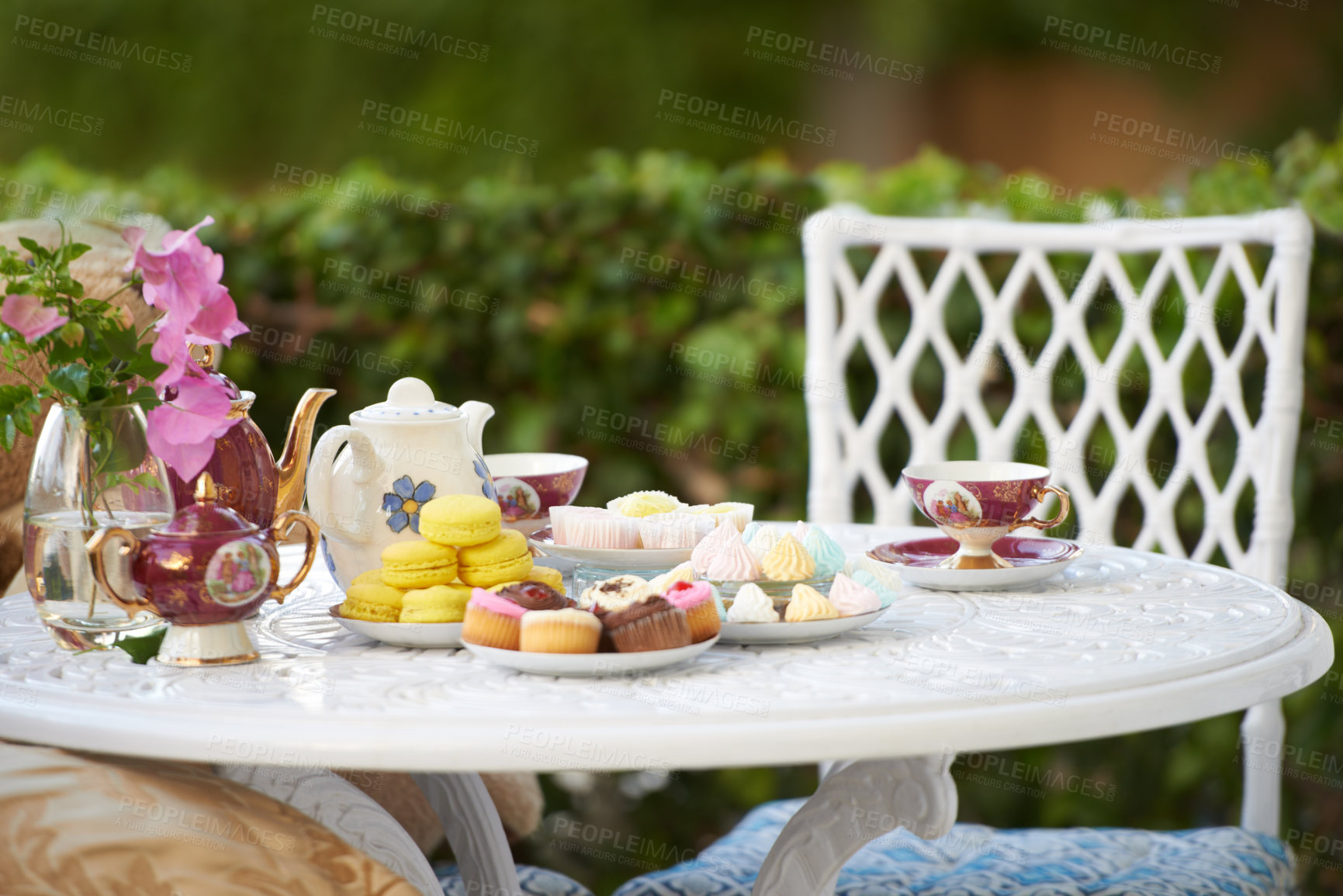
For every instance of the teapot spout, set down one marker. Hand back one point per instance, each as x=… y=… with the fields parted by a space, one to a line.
x=293 y=462
x=477 y=415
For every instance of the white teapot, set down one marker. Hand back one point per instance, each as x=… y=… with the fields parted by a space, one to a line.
x=398 y=455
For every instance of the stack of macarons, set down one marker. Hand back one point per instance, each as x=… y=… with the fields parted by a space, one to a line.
x=430 y=579
x=624 y=614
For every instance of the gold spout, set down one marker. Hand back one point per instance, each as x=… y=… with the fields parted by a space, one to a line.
x=293 y=462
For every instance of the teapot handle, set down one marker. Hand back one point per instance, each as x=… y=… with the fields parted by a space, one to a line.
x=367 y=465
x=130 y=545
x=281 y=528
x=477 y=415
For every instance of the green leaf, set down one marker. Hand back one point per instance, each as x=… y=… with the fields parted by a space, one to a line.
x=150 y=481
x=121 y=341
x=71 y=379
x=143 y=648
x=144 y=395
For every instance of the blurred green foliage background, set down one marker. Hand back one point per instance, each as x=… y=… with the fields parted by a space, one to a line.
x=531 y=282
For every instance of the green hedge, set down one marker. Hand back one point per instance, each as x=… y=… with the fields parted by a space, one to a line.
x=543 y=300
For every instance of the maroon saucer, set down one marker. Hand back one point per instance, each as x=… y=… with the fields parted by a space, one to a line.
x=928 y=552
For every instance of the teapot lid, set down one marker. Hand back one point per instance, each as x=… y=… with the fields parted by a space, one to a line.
x=410 y=400
x=207 y=515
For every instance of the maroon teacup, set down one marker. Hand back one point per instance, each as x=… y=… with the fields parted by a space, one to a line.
x=979 y=501
x=528 y=484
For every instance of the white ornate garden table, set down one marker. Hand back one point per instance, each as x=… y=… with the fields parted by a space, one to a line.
x=1122 y=641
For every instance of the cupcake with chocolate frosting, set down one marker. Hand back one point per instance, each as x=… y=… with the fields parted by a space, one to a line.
x=536 y=595
x=648 y=625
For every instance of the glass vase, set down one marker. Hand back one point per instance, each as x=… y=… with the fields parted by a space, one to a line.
x=92 y=468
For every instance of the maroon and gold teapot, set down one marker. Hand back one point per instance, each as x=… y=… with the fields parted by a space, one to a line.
x=247 y=476
x=204 y=571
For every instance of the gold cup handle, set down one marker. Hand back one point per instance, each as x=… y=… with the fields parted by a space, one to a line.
x=130 y=545
x=281 y=527
x=1040 y=496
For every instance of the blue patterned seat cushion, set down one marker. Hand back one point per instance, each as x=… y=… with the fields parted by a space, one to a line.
x=534 y=881
x=975 y=860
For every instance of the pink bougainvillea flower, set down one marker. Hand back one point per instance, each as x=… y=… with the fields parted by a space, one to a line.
x=29 y=316
x=183 y=431
x=182 y=280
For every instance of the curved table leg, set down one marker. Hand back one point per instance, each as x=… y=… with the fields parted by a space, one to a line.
x=473 y=829
x=1262 y=750
x=856 y=804
x=347 y=811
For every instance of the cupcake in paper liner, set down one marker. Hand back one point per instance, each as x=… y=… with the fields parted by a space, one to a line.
x=674 y=530
x=564 y=631
x=639 y=504
x=492 y=621
x=700 y=602
x=735 y=510
x=599 y=530
x=649 y=625
x=680 y=573
x=617 y=593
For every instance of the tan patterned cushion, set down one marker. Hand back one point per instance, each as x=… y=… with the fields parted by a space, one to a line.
x=89 y=825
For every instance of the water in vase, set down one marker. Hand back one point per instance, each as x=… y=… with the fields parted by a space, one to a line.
x=69 y=600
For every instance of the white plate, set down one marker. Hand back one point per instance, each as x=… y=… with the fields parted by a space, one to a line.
x=793 y=631
x=645 y=559
x=589 y=666
x=404 y=635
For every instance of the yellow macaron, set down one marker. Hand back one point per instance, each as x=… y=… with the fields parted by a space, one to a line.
x=439 y=604
x=418 y=565
x=461 y=521
x=503 y=559
x=372 y=604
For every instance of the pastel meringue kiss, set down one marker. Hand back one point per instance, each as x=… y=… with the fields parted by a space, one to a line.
x=808 y=605
x=787 y=560
x=850 y=598
x=753 y=605
x=733 y=565
x=825 y=551
x=718 y=541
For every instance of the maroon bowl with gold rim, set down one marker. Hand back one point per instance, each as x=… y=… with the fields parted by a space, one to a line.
x=528 y=484
x=979 y=501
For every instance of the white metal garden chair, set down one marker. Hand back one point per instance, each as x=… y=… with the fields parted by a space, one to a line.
x=843 y=315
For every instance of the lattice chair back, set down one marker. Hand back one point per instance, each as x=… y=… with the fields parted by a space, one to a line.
x=846 y=448
x=843 y=316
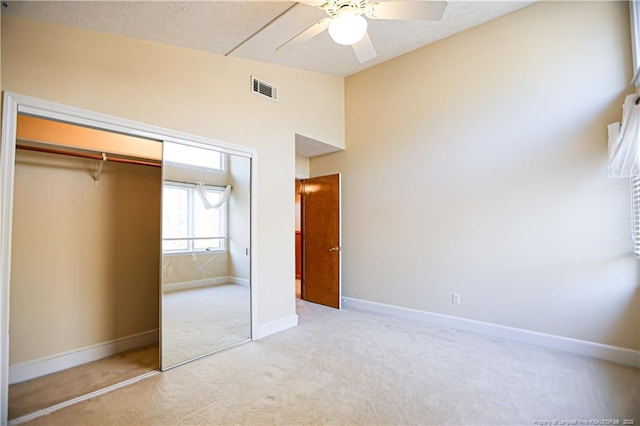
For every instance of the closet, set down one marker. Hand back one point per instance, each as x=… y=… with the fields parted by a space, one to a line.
x=129 y=256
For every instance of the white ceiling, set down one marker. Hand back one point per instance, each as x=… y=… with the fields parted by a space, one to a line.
x=223 y=26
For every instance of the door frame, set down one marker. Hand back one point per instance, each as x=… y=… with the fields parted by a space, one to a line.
x=13 y=104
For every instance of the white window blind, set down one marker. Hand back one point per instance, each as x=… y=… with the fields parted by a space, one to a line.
x=635 y=206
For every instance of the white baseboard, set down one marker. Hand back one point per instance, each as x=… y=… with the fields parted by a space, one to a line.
x=240 y=281
x=579 y=347
x=40 y=367
x=273 y=327
x=205 y=282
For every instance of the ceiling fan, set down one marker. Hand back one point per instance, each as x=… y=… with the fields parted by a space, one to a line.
x=347 y=25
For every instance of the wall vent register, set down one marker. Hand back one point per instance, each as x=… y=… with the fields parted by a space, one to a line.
x=262 y=88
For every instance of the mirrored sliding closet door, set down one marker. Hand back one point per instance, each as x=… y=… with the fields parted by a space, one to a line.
x=205 y=277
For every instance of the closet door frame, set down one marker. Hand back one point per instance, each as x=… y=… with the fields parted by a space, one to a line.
x=15 y=104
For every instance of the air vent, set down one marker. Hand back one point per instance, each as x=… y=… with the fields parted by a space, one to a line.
x=259 y=87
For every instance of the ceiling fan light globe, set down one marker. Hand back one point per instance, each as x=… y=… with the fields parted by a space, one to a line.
x=347 y=28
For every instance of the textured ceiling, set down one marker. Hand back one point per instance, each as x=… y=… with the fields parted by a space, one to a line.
x=224 y=26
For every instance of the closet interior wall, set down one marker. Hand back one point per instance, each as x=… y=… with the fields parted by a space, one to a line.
x=85 y=255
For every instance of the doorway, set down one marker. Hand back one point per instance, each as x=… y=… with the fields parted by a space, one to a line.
x=15 y=105
x=320 y=245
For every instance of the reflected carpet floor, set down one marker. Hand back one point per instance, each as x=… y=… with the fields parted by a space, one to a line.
x=202 y=320
x=43 y=392
x=349 y=367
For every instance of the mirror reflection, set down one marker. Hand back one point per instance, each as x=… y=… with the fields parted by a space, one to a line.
x=205 y=252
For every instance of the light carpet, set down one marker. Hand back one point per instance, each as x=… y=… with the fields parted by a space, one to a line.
x=43 y=392
x=349 y=367
x=202 y=320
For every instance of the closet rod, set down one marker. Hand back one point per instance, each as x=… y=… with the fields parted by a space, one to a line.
x=86 y=155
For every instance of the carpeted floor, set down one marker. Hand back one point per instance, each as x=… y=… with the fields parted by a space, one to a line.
x=349 y=367
x=43 y=392
x=202 y=320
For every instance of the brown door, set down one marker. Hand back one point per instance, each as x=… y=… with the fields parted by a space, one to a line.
x=321 y=240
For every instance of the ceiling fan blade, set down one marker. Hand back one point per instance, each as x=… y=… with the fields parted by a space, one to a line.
x=314 y=3
x=306 y=35
x=408 y=10
x=364 y=49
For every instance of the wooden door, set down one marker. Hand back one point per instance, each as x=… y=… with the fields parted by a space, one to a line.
x=321 y=240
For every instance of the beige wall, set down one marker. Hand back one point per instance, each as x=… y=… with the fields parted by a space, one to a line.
x=238 y=218
x=85 y=264
x=302 y=166
x=478 y=166
x=195 y=92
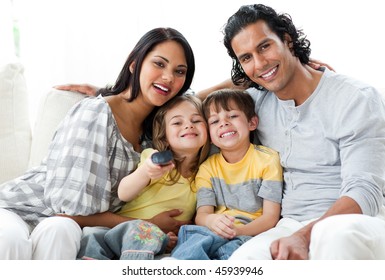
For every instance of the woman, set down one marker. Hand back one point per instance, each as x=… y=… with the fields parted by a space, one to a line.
x=98 y=143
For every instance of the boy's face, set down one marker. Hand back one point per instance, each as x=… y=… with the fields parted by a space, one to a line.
x=230 y=130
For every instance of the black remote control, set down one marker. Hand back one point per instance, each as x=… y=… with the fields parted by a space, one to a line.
x=162 y=158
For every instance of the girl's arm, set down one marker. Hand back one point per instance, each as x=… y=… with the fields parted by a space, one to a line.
x=269 y=218
x=221 y=224
x=131 y=185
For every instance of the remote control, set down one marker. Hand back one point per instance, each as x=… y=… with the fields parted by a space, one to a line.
x=162 y=158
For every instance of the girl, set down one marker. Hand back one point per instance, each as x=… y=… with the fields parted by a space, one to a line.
x=98 y=143
x=152 y=189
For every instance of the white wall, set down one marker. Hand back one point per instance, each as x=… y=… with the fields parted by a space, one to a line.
x=78 y=41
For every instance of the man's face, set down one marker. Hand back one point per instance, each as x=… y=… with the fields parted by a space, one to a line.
x=265 y=59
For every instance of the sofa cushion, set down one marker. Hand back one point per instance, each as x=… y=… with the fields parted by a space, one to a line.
x=15 y=127
x=52 y=108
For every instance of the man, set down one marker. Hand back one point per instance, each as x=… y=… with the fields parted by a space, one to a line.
x=329 y=130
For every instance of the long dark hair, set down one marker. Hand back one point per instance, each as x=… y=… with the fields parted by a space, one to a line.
x=280 y=24
x=146 y=44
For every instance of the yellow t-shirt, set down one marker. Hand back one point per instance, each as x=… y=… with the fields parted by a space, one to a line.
x=238 y=189
x=158 y=197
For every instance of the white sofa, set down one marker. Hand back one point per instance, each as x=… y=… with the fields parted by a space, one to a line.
x=23 y=145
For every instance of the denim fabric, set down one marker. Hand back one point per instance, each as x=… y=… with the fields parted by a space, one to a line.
x=132 y=240
x=200 y=243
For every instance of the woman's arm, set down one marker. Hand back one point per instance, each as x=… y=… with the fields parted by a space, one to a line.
x=86 y=89
x=165 y=220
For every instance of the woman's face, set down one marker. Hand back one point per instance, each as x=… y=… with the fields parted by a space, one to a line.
x=163 y=73
x=186 y=129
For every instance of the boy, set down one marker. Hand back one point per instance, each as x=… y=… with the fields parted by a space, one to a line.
x=239 y=188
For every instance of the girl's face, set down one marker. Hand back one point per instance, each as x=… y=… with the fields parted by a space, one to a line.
x=163 y=73
x=186 y=129
x=230 y=130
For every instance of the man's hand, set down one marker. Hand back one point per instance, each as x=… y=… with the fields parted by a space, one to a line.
x=294 y=247
x=81 y=88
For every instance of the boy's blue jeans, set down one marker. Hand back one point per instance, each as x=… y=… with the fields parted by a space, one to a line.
x=131 y=240
x=200 y=243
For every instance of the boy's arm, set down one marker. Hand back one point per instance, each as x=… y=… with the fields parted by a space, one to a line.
x=270 y=217
x=221 y=224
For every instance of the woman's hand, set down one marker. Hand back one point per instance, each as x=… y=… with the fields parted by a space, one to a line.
x=316 y=64
x=86 y=89
x=172 y=240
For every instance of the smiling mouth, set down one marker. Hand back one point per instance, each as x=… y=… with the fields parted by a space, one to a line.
x=162 y=88
x=269 y=74
x=227 y=134
x=190 y=135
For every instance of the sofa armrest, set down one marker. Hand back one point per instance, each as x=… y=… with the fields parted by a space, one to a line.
x=52 y=108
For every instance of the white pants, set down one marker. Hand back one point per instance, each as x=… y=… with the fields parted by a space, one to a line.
x=55 y=238
x=340 y=237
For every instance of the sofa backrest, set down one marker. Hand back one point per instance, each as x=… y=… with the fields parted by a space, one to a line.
x=52 y=108
x=15 y=127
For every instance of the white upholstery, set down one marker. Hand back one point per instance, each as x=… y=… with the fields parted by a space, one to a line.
x=19 y=148
x=15 y=129
x=52 y=109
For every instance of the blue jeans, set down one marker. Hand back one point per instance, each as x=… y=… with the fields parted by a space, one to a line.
x=200 y=243
x=131 y=240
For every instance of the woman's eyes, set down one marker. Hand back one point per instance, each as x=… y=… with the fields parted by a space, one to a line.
x=179 y=72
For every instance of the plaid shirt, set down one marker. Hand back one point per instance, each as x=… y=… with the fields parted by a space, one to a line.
x=86 y=160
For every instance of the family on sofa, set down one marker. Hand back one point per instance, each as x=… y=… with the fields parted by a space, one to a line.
x=328 y=130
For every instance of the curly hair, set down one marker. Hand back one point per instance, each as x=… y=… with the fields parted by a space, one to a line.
x=281 y=24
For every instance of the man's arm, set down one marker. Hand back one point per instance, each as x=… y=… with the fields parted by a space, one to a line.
x=296 y=246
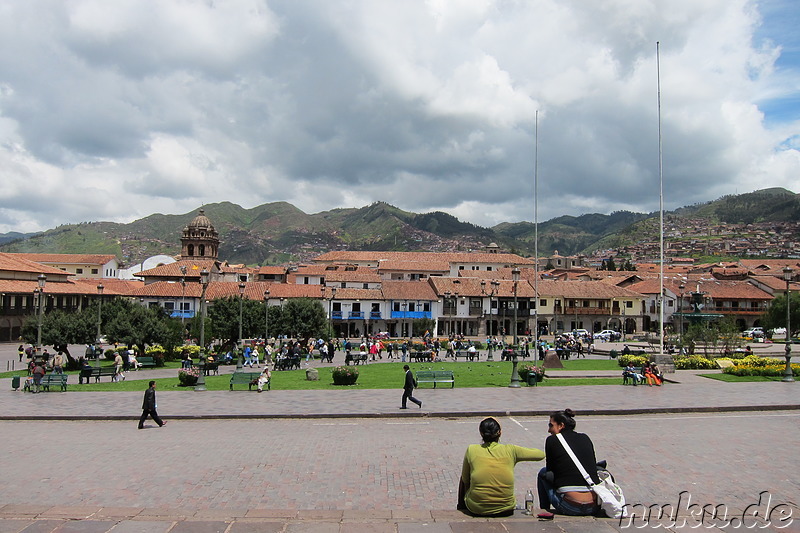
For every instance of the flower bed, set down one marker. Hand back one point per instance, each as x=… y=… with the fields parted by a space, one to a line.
x=344 y=375
x=188 y=376
x=526 y=369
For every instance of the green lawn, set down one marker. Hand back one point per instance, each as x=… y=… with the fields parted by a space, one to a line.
x=730 y=378
x=371 y=376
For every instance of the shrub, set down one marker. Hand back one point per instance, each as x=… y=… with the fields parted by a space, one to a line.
x=764 y=370
x=188 y=376
x=694 y=362
x=344 y=375
x=637 y=360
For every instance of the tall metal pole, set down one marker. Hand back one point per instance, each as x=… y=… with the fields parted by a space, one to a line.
x=201 y=379
x=97 y=350
x=788 y=375
x=660 y=212
x=42 y=280
x=240 y=343
x=266 y=318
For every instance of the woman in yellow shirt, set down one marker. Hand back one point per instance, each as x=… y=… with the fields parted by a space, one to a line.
x=486 y=487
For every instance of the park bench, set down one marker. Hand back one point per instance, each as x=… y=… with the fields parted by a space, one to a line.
x=244 y=378
x=420 y=357
x=54 y=379
x=146 y=362
x=629 y=379
x=98 y=373
x=466 y=355
x=209 y=367
x=436 y=376
x=288 y=363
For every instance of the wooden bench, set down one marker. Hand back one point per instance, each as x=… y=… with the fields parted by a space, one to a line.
x=146 y=362
x=420 y=357
x=628 y=378
x=436 y=376
x=98 y=373
x=244 y=378
x=288 y=363
x=54 y=379
x=466 y=355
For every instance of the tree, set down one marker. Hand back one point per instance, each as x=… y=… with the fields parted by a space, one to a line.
x=302 y=318
x=135 y=325
x=775 y=316
x=223 y=317
x=60 y=329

_AIM:_
Put the data, from its beginning up to and including the line containing "x=398 y=455", into a Markdown table with the columns Row and Line, one numbered row per line and no blank lines. Leave the pictures out.

_RESPONSE:_
| Row | Line |
|---|---|
| 1 | For every instance of the teapot spout, set down one marker. Hand back one point per instance, each as x=… y=… with the fields parted by a space, one to a line. |
| 2 | x=293 y=462 |
| 3 | x=477 y=415 |
| 4 | For every instance of the white teapot, set down one marker. Hand back one point per instance, each as x=… y=… with the fields parted by a space, one to a line. |
| 5 | x=398 y=455 |